SUPPLIED ENTRIES:

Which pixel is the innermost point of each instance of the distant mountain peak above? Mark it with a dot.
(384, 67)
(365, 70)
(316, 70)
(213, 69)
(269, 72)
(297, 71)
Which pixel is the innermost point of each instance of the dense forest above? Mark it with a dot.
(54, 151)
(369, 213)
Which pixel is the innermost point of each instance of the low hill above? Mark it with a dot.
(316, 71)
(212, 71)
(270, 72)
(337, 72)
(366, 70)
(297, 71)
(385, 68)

* * *

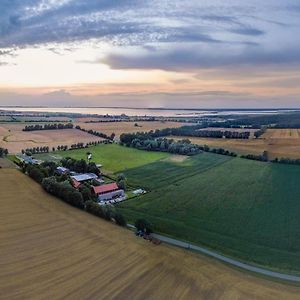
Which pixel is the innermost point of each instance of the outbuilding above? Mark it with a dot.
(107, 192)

...

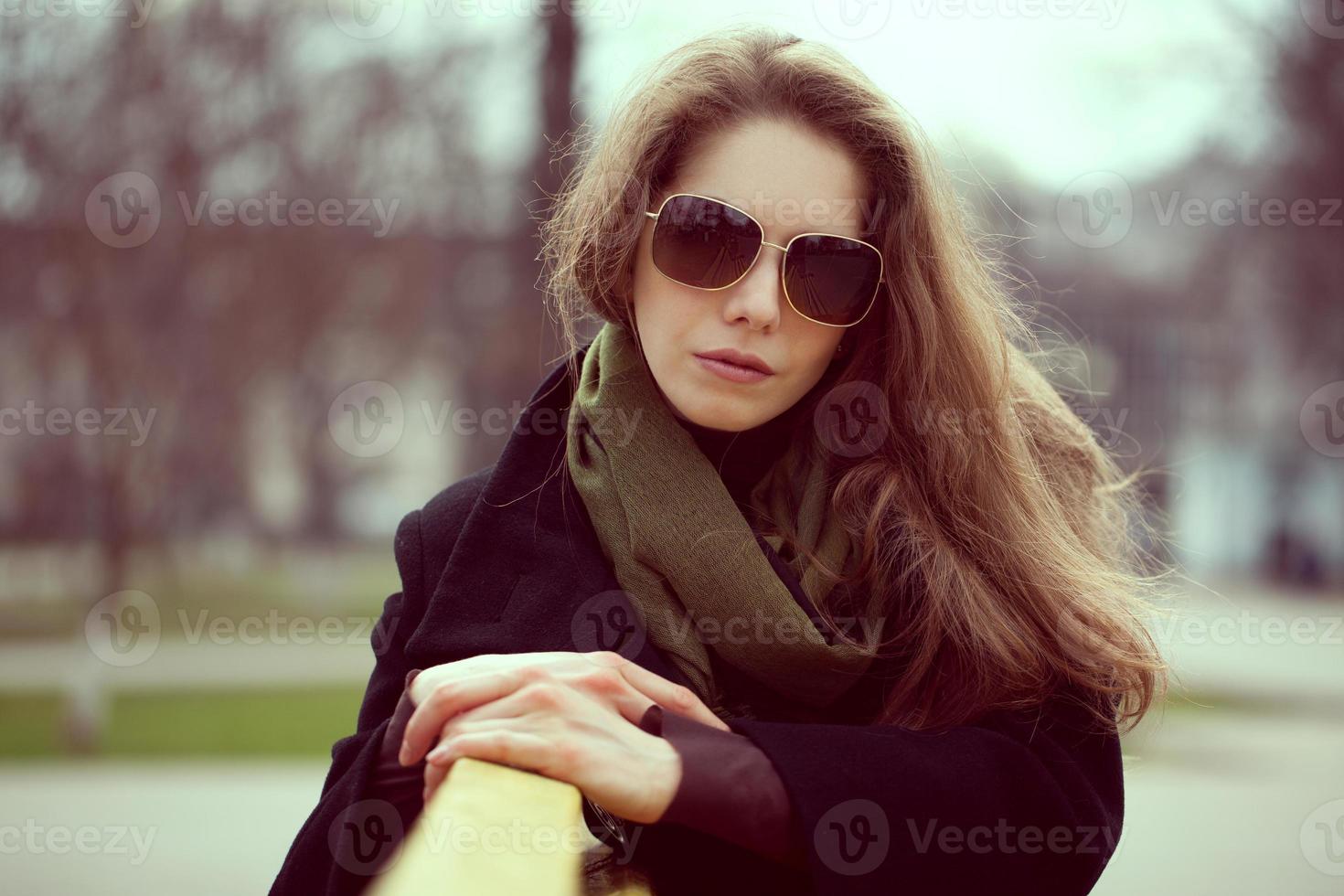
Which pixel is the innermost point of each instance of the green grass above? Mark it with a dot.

AIM:
Please pick out every line above that contains the word "each".

EXERCISE OUTPUT:
Which pixel is the innermost point of each instance of the distant mountain peak above? Mark it with a dot.
Which pixel is the innermost point of each instance of the dense forest above? Mark it with a dot.
Which pixel is the innermost point of each instance of the low hill above? Mark it with a dot.
Which pixel is the innermost point of each instance of the outbuilding above? Mark it with a dot.
Which pixel is the innermost point of each instance of the green grass above? Mark it with a dot.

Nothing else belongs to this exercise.